▶ _Stated exercise_:
Rewrite the listing below, replacing each occurrence of "shaped like" with "formatted as" and leaving everything else untouched.

[Start Data to process]

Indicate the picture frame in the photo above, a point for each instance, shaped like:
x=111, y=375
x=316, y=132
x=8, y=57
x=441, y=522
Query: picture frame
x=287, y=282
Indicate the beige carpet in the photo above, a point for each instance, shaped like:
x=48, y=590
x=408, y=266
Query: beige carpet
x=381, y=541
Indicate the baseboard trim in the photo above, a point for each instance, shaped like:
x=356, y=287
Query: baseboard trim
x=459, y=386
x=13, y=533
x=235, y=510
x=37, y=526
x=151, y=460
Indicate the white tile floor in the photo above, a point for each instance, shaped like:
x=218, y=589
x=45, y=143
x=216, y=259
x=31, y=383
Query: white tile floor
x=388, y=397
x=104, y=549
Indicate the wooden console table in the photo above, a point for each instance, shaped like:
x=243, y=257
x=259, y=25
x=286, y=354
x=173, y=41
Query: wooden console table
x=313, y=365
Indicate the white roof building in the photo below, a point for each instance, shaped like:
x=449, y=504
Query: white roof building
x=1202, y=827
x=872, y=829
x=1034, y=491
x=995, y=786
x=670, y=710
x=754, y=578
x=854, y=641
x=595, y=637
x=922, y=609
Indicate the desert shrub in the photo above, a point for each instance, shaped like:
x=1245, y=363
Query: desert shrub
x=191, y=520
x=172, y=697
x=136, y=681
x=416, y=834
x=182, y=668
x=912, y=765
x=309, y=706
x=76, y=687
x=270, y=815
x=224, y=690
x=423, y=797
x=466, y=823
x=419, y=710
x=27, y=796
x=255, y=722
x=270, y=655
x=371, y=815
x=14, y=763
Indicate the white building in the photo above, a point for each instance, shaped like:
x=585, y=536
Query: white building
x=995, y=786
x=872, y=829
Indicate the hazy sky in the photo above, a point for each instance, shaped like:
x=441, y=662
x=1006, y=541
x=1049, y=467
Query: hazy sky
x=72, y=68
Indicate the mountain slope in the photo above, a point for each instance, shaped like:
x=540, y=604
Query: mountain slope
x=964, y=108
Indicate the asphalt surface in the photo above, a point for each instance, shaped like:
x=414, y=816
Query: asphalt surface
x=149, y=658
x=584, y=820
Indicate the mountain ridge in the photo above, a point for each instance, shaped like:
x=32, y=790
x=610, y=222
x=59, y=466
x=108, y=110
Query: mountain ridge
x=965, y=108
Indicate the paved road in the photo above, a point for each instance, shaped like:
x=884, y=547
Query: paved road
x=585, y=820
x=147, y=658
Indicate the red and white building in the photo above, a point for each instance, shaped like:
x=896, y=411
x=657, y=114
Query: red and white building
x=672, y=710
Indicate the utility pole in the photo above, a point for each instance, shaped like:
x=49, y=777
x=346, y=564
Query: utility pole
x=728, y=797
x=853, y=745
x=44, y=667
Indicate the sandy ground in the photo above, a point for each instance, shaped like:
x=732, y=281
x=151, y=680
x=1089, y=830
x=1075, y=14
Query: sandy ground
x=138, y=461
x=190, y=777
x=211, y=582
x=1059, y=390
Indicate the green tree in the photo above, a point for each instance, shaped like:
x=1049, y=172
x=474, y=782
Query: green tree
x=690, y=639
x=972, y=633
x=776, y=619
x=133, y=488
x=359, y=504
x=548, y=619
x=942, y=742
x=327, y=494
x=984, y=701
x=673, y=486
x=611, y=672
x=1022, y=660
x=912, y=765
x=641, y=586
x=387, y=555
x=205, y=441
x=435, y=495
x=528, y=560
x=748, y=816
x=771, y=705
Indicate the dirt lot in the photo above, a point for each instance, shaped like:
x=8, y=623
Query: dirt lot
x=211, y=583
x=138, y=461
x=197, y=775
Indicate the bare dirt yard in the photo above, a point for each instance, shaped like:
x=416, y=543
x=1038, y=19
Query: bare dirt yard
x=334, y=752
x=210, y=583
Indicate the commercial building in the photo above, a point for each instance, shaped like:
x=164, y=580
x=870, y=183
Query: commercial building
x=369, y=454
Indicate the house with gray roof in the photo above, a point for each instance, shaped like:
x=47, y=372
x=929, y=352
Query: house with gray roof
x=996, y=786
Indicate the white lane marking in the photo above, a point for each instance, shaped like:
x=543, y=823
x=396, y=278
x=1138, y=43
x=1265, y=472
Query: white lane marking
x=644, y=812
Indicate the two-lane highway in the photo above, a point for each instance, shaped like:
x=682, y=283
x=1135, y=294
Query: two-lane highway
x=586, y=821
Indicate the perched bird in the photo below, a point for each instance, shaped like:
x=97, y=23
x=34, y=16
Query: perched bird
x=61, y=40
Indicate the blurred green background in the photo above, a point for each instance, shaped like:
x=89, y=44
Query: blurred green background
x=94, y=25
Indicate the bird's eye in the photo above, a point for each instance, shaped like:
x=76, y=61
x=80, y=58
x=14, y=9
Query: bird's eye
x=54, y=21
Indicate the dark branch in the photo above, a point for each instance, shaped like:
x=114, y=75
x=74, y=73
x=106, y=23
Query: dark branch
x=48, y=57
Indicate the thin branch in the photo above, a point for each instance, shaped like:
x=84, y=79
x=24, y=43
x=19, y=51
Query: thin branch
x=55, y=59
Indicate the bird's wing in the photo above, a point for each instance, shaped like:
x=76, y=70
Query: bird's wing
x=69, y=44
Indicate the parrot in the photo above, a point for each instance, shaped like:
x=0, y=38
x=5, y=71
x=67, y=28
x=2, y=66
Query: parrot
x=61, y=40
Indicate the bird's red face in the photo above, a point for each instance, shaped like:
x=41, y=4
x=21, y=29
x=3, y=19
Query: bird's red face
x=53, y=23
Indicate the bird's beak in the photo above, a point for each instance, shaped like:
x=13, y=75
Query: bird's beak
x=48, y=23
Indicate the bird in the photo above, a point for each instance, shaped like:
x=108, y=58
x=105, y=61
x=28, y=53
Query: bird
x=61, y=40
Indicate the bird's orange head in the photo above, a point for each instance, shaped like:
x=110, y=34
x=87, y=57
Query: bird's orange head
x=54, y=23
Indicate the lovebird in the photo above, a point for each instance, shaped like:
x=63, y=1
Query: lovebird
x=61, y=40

[End Data to process]

▶ _Solution_:
Indicate the picture frame in the photo above, a point for each instance, formatted as:
x=111, y=375
x=316, y=132
x=8, y=57
x=441, y=522
Query: picture frame
x=287, y=282
Indicate the beige carpet in the photo above, a point for each instance, formatted as:
x=48, y=590
x=408, y=266
Query: beige carpet
x=381, y=541
Indicate the baseboard trim in the photo above, a point for each instance, formatted as:
x=356, y=287
Query: baseboard trim
x=459, y=386
x=13, y=533
x=235, y=510
x=37, y=526
x=151, y=460
Indicate the white tile floor in the photo above, a point for each instance, formatted as:
x=218, y=589
x=45, y=143
x=216, y=259
x=31, y=383
Query: white tile floor
x=388, y=397
x=104, y=549
Indicate the wooden console table in the photo above, a point for each instance, formatted as:
x=243, y=257
x=259, y=25
x=286, y=354
x=173, y=41
Query: wooden console table
x=313, y=365
Indicate the white roof building in the photo below, a point for each instance, formatted as:
x=449, y=504
Query: white roof building
x=1202, y=827
x=872, y=829
x=1034, y=491
x=995, y=786
x=670, y=710
x=754, y=578
x=854, y=641
x=595, y=637
x=922, y=609
Indicate the desert shrub in the photo above, a point for each instance, formatted as:
x=1245, y=363
Query: desert shrub
x=191, y=520
x=172, y=697
x=136, y=681
x=416, y=834
x=182, y=668
x=912, y=765
x=309, y=706
x=76, y=687
x=270, y=815
x=224, y=690
x=423, y=797
x=466, y=823
x=419, y=710
x=27, y=796
x=255, y=722
x=270, y=655
x=371, y=815
x=14, y=763
Indicate the white building in the photo above, a point for each instance, formatted as:
x=585, y=536
Query: white building
x=995, y=786
x=872, y=829
Indicate the hazy sky in the photo above, a point for each instance, formatted as:
x=441, y=662
x=1006, y=541
x=1049, y=467
Query: hazy sky
x=72, y=68
Indicate the mountain slope in the photo above, a point for each instance, formatted as:
x=540, y=604
Query: mountain slope
x=964, y=108
Indicate the asphalt surface in the photo above, a point for each instance, formatted as:
x=414, y=816
Query: asphalt surface
x=149, y=658
x=584, y=820
Indicate the mountain ridge in the photo above, a point for each instance, formatted as:
x=32, y=790
x=610, y=222
x=59, y=466
x=108, y=110
Query: mountain ridge
x=965, y=108
Indicate the paved road in the photo above, a point for each instance, formatted as:
x=884, y=547
Query: paved road
x=585, y=820
x=147, y=658
Indicate the red and white building in the photo above, a point for each instance, formatted as:
x=896, y=411
x=657, y=114
Query: red and white building
x=672, y=710
Indicate the utility pole in the photo above, a point for each instance, formatted as:
x=49, y=777
x=346, y=564
Query: utility pole
x=728, y=797
x=853, y=745
x=44, y=667
Indicate the sandy ground in the photo above, a point for each instance, formatted as:
x=732, y=281
x=151, y=680
x=1089, y=830
x=1075, y=14
Query: sandy ground
x=138, y=461
x=190, y=777
x=211, y=582
x=1059, y=390
Indicate the green tree in the photo above, a point for each instance, formatted as:
x=1049, y=172
x=474, y=782
Query: green tree
x=690, y=639
x=972, y=633
x=776, y=619
x=133, y=488
x=359, y=504
x=548, y=619
x=942, y=742
x=327, y=494
x=984, y=701
x=673, y=486
x=611, y=672
x=1022, y=660
x=912, y=765
x=641, y=586
x=387, y=555
x=205, y=441
x=435, y=495
x=528, y=560
x=748, y=816
x=771, y=705
Indicate the dirt lot in the photo above, a point for each instance, formatted as:
x=8, y=623
Query: dirt lot
x=211, y=583
x=138, y=461
x=197, y=775
Indicate the bare dirt yard in the photo above, a point for each instance, formatted as:
x=416, y=543
x=1038, y=19
Query: bare dirt yard
x=334, y=752
x=210, y=583
Indicate the commercial building in the photo above, a point for each instance, formatted as:
x=164, y=580
x=870, y=183
Query: commercial building
x=369, y=454
Indicate the house with gray roof in the photo above, a point for each instance, formatted as:
x=47, y=372
x=929, y=352
Query: house with gray roof
x=996, y=786
Indicate the white lane marking in the photo above, a point for each instance, formatted as:
x=543, y=823
x=396, y=278
x=1138, y=43
x=1265, y=472
Query: white lane marking
x=644, y=812
Indicate the two-lane highway in the photo above, a point for each instance, formatted as:
x=682, y=283
x=1135, y=294
Query: two-lane highway
x=586, y=821
Indicate the perched bird in the photo below, a point for each instance, formatted as:
x=97, y=23
x=34, y=16
Query: perched bird
x=61, y=40
Indicate the blurred green background in the photo above, a point for each instance, formatted as:
x=89, y=44
Query: blurred green background
x=94, y=25
Indicate the bird's eye in the photo above, a point for each instance, formatted as:
x=76, y=61
x=80, y=58
x=14, y=9
Query: bird's eye
x=54, y=21
Indicate the dark branch in the photo above, a point for each instance, formatted as:
x=114, y=75
x=74, y=73
x=106, y=23
Query: dark branch
x=48, y=57
Indicate the thin branch in the photo above, a point for each instance, formatted as:
x=84, y=79
x=24, y=43
x=19, y=51
Query: thin branch
x=55, y=59
Indicate the bird's wing in the photo above, a point for each instance, formatted as:
x=76, y=70
Query: bird's wing
x=69, y=44
Indicate the parrot in the photo above, a point for each instance, formatted as:
x=0, y=38
x=5, y=71
x=67, y=28
x=2, y=66
Query: parrot
x=61, y=40
Indicate the bird's red face in the photo above, a point for each instance, formatted as:
x=41, y=4
x=21, y=29
x=3, y=19
Query: bird's red face
x=53, y=23
Indicate the bird's beak in the photo above, a point for each instance, formatted as:
x=13, y=75
Query: bird's beak
x=48, y=23
Indicate the bird in the photo above, a point for each instance, formatted as:
x=108, y=58
x=105, y=61
x=28, y=53
Query: bird
x=61, y=40
Indicate the bird's orange head in the photo above, a point for each instance, formatted as:
x=110, y=34
x=87, y=57
Query: bird's orange head
x=54, y=23
Indicate the lovebird in the photo above, a point for each instance, formatted as:
x=63, y=1
Query: lovebird
x=61, y=40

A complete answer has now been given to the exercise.